- _Document_
= = = =

MOOCs and educational development: Part 1

This is the first in a series of blog posts on MOOCs (massive open online courses).

In 2012, MOOCs gained so much prominence that they were written about in The Economist and The New York Times. Looking at what MOOCs potentially offer, it’s easy to see why they have taken the world of education by storm:

  • MOOCs are free. (At least this is true for the vast majority of MOOCs now.)
  • MOOCs are taught by real professors from top universities.
  • The short videos used in MOOCs are said to be inspired by TED talks. They’re not anything like the videos of classroom lectures that have existed for quite some time. A 40-minute lecture can be boring even when you’re sitting in the classroom. Record that and you might get something that no-one would want to see! But the videos in many MOOCs are made only for those MOOCs. They’re not byproducts of classroom courses.

= = = =

- _Dataset extract_

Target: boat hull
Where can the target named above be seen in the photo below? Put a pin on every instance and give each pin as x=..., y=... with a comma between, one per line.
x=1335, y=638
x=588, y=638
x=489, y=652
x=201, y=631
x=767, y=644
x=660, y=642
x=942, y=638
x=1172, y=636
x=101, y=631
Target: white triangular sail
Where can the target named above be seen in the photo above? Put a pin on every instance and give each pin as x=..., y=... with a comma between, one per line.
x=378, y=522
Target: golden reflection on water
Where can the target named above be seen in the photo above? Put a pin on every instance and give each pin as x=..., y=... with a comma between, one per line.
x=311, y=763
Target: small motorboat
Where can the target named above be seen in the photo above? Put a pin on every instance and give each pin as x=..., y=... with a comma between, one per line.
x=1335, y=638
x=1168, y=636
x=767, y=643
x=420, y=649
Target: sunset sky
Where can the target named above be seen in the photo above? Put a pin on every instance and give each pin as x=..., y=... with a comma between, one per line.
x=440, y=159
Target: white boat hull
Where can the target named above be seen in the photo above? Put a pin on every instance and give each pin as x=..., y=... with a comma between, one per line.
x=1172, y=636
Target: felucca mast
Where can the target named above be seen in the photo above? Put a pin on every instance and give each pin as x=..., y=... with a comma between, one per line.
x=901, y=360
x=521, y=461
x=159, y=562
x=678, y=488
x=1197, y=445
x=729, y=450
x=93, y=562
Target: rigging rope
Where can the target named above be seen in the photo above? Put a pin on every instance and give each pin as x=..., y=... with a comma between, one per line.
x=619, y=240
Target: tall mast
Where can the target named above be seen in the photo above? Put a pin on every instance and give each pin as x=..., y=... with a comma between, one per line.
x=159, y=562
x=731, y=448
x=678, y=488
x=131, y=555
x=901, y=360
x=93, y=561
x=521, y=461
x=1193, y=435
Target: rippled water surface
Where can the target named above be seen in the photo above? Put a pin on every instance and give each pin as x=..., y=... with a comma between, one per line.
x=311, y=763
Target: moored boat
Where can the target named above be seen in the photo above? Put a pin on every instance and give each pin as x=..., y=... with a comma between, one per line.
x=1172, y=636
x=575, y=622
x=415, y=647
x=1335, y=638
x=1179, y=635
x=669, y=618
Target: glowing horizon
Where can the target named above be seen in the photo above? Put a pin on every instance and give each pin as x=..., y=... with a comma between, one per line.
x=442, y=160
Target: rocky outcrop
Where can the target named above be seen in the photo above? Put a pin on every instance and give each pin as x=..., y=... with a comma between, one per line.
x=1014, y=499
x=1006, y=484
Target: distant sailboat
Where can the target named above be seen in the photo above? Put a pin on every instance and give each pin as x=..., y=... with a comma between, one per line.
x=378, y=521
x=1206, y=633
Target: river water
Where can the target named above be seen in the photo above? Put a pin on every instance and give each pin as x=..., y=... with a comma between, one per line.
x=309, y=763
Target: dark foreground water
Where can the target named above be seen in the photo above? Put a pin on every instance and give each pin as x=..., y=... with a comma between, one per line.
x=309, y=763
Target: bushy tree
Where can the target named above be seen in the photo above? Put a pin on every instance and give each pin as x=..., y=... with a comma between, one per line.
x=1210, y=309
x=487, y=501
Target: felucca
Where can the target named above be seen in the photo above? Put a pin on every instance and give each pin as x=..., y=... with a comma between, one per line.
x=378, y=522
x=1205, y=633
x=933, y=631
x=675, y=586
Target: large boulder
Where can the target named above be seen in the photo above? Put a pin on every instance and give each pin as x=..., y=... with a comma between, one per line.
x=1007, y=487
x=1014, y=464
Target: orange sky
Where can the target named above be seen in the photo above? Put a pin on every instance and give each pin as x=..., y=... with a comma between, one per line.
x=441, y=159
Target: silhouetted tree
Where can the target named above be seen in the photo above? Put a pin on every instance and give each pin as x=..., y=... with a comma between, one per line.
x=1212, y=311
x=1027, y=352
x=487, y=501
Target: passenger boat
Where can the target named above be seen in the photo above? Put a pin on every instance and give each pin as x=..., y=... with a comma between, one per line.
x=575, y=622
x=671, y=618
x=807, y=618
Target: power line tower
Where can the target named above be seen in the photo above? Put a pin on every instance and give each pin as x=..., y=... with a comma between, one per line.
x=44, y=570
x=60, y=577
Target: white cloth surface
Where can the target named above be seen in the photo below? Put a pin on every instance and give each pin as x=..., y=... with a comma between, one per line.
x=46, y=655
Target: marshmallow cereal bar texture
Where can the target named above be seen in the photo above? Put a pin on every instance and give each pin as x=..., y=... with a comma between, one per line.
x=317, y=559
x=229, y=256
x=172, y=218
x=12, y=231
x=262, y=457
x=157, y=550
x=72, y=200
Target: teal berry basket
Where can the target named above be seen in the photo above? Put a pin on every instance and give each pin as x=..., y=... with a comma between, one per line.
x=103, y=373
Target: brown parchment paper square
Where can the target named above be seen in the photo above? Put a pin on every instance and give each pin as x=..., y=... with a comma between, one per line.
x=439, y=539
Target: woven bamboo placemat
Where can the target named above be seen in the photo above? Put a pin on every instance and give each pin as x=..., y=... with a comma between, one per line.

= = = =

- _Stated problem 1_
Translate this sentence from the blog post on MOOCs into Spanish: "MOOCs are taught by real professors from top universities."
- _Stated problem 2_
Repeat the passage of the MOOCs blog post from "In 2012, MOOCs" up to and including "from top universities.", word for word.
- _Stated problem 3_
Go on with the blog post about MOOCs, picking up after its final sentence.

- _Task output 1_
Los MOOC son impartidos por profesores reales de las mejores universidades.

- _Task output 2_
In 2012, MOOCs gained so much prominence that they were written about in The Economist and The New York Times. Looking at what MOOCs potentially offer, it’s easy to see why they have taken the world of education by storm:

  • MOOCs are free. (At least this is true for the vast majority of MOOCs now.)
  • MOOCs are taught by real professors from top universities.

- _Task output 3_
  • Assignments, problem sets, and exams are not easy. A lot of e-learning content and courses out there mollycoddle learners. Not MOOCs. You have to be prepared to be challenged and even to fail. Most MOOCs have completion rates of around 10%.
  • You get a really nice certificate if you pass the course. When you put in something like 10 hours a week for 12 weeks and pass a nerve-wracking final exam, a certificate doesn’t seem so trivial.

MOOCs do not usually carry formal course credits, but this is changing with some MOOC providers tying up with assessment centers. For the time being, MOOCs are largely about putting yourself through an intensive learning experience just because you want to learn something.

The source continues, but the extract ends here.